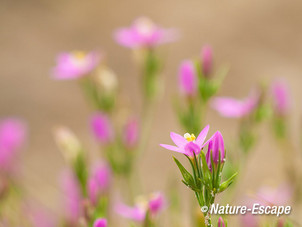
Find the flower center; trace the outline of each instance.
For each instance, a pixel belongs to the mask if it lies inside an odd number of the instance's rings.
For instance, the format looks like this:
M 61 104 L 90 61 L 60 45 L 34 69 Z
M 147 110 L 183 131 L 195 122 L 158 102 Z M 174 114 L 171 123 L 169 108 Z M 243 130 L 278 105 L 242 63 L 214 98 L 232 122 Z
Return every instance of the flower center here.
M 142 35 L 151 35 L 155 28 L 154 23 L 148 18 L 140 18 L 137 21 L 136 26 L 139 33 Z
M 73 51 L 72 54 L 77 60 L 83 60 L 86 57 L 85 52 L 79 50 Z
M 193 133 L 192 134 L 186 133 L 186 134 L 184 134 L 184 137 L 189 142 L 195 141 L 195 139 L 196 139 L 196 137 Z

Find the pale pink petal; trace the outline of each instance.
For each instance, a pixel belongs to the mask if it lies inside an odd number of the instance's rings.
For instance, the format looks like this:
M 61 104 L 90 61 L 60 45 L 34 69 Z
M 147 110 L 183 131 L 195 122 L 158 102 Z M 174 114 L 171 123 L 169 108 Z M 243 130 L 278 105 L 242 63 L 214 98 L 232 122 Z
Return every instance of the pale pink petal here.
M 178 147 L 183 147 L 188 142 L 183 136 L 175 132 L 171 132 L 170 137 Z
M 210 126 L 207 125 L 206 127 L 204 127 L 204 129 L 199 133 L 197 139 L 196 139 L 196 144 L 201 147 L 203 142 L 205 141 L 207 135 L 208 135 L 208 132 L 209 132 L 209 129 L 210 129 Z
M 181 150 L 179 147 L 176 147 L 176 146 L 173 146 L 173 145 L 168 145 L 168 144 L 160 144 L 160 146 L 162 146 L 163 148 L 166 148 L 168 150 L 176 151 L 176 152 L 184 154 L 184 151 Z

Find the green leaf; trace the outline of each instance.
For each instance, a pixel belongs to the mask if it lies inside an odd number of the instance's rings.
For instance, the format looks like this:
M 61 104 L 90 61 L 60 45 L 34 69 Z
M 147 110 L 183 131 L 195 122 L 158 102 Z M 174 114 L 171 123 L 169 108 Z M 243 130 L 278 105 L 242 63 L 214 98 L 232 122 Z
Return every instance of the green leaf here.
M 196 189 L 196 185 L 195 185 L 193 176 L 188 172 L 188 170 L 186 170 L 185 167 L 183 167 L 183 165 L 175 157 L 173 157 L 173 159 L 174 159 L 176 165 L 178 166 L 178 169 L 180 170 L 181 175 L 184 178 L 183 183 L 192 189 L 193 188 Z
M 234 173 L 233 176 L 231 176 L 228 180 L 221 183 L 221 185 L 219 186 L 218 192 L 223 192 L 224 190 L 226 190 L 233 183 L 237 174 L 238 173 Z

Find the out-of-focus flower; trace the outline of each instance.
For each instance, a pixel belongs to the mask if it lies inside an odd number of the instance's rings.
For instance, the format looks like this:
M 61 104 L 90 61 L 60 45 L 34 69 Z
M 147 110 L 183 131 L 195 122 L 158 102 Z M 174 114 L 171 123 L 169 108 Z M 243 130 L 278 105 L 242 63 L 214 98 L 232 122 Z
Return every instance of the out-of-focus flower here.
M 208 141 L 208 152 L 206 154 L 206 160 L 210 169 L 212 169 L 211 164 L 211 154 L 213 157 L 213 162 L 215 164 L 219 163 L 219 153 L 220 153 L 220 161 L 223 163 L 225 161 L 225 150 L 224 150 L 224 142 L 223 137 L 219 131 L 215 132 L 215 134 Z
M 183 61 L 179 69 L 179 87 L 186 96 L 194 96 L 197 91 L 196 73 L 191 61 Z
M 176 33 L 172 29 L 157 26 L 149 18 L 141 17 L 130 27 L 118 29 L 114 37 L 120 45 L 129 48 L 155 47 L 174 41 Z
M 57 80 L 80 78 L 92 72 L 98 66 L 100 58 L 96 52 L 61 53 L 57 57 L 57 65 L 53 69 L 52 75 Z
M 130 118 L 125 125 L 123 141 L 127 148 L 133 148 L 138 142 L 138 122 L 135 118 Z
M 292 188 L 289 185 L 283 184 L 277 188 L 262 187 L 259 189 L 256 197 L 262 204 L 268 206 L 282 206 L 287 205 L 292 194 Z
M 107 227 L 107 220 L 105 218 L 98 218 L 93 223 L 93 227 Z
M 154 218 L 164 209 L 165 205 L 166 202 L 163 194 L 157 192 L 152 194 L 149 200 L 145 197 L 139 197 L 133 207 L 120 203 L 116 206 L 115 210 L 125 218 L 141 222 L 146 218 L 148 211 L 151 217 Z
M 64 193 L 64 211 L 68 223 L 78 223 L 82 215 L 82 197 L 80 185 L 73 172 L 67 170 L 61 176 L 61 187 Z
M 255 203 L 258 203 L 257 200 L 252 199 L 252 198 L 245 198 L 245 201 L 243 201 L 244 205 L 247 206 L 249 209 L 252 209 L 253 205 Z M 240 215 L 240 221 L 241 225 L 244 227 L 259 227 L 260 225 L 260 220 L 258 215 L 253 215 L 251 212 L 247 212 L 244 215 Z
M 64 158 L 67 162 L 73 163 L 82 151 L 81 143 L 76 135 L 69 128 L 60 126 L 55 128 L 54 137 Z
M 219 217 L 218 219 L 218 227 L 225 227 L 224 220 L 222 219 L 222 217 Z
M 251 95 L 244 100 L 230 97 L 213 98 L 211 105 L 224 117 L 241 118 L 252 113 L 257 107 L 258 101 L 259 95 L 251 93 Z
M 108 116 L 104 113 L 97 113 L 91 119 L 91 128 L 97 140 L 108 144 L 113 140 L 113 129 Z
M 10 170 L 21 145 L 26 138 L 26 126 L 14 118 L 0 122 L 0 169 Z
M 202 72 L 205 77 L 209 76 L 213 67 L 213 52 L 209 45 L 205 45 L 201 50 Z
M 290 108 L 290 95 L 286 82 L 275 81 L 271 89 L 276 113 L 281 116 L 286 115 Z
M 198 155 L 201 149 L 205 146 L 204 141 L 209 131 L 209 125 L 207 125 L 198 135 L 197 139 L 194 134 L 186 133 L 184 136 L 181 136 L 177 133 L 171 132 L 170 137 L 176 146 L 160 144 L 163 148 L 166 148 L 171 151 L 176 151 L 190 157 Z
M 96 82 L 106 94 L 114 93 L 118 86 L 116 74 L 108 67 L 101 67 L 97 70 Z
M 46 210 L 40 206 L 26 207 L 25 212 L 30 219 L 33 227 L 55 227 L 56 221 Z
M 97 203 L 99 196 L 108 191 L 111 182 L 111 171 L 107 164 L 97 163 L 88 180 L 88 194 L 93 204 Z
M 148 206 L 149 206 L 150 214 L 156 216 L 166 206 L 166 199 L 164 195 L 160 192 L 153 193 L 150 197 Z

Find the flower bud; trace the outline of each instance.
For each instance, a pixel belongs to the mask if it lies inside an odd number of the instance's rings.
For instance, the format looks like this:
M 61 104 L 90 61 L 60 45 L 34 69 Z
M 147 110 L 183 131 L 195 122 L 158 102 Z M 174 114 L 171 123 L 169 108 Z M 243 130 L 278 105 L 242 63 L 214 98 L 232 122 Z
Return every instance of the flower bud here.
M 61 177 L 61 187 L 64 193 L 64 211 L 68 223 L 78 223 L 82 215 L 80 185 L 71 171 L 66 171 Z
M 218 164 L 219 153 L 220 153 L 220 161 L 221 163 L 223 163 L 225 161 L 224 142 L 221 133 L 217 131 L 209 140 L 208 152 L 206 155 L 206 160 L 210 169 L 212 168 L 211 155 L 213 157 L 214 164 Z
M 106 94 L 114 93 L 118 86 L 116 74 L 105 66 L 97 71 L 96 83 Z
M 107 227 L 107 220 L 105 218 L 98 218 L 93 223 L 93 227 Z
M 158 214 L 165 206 L 165 197 L 161 193 L 154 193 L 149 200 L 149 211 L 152 215 Z
M 26 126 L 18 119 L 0 122 L 0 169 L 10 170 L 26 137 Z
M 195 68 L 191 61 L 185 60 L 179 69 L 179 87 L 186 96 L 194 96 L 197 91 Z
M 280 116 L 286 115 L 290 108 L 290 97 L 287 84 L 281 80 L 275 81 L 272 85 L 272 95 L 276 113 Z
M 209 77 L 213 67 L 213 54 L 212 48 L 209 45 L 205 45 L 201 51 L 202 59 L 202 72 L 205 77 Z
M 222 217 L 219 217 L 218 219 L 218 227 L 225 227 L 224 220 L 222 219 Z
M 124 129 L 124 144 L 127 148 L 133 148 L 138 142 L 138 122 L 136 119 L 129 119 Z
M 103 113 L 97 113 L 92 117 L 91 128 L 94 136 L 103 144 L 113 141 L 113 129 L 109 118 Z
M 64 126 L 57 127 L 54 130 L 54 137 L 65 160 L 68 163 L 73 163 L 82 151 L 78 138 L 69 128 Z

○ ○ ○ ○ ○

Copy every line of the data above in which the string "trace" appears.

--- RESPONSE FOR THIS EXERCISE ---
Find the flower center; trace the outline of each instance.
Find the pale pink petal; trace the outline of each instance.
Find the green leaf; trace the outline of each instance.
Find the out-of-focus flower; trace the outline of each instance.
Find the flower bud; trace the outline of each instance.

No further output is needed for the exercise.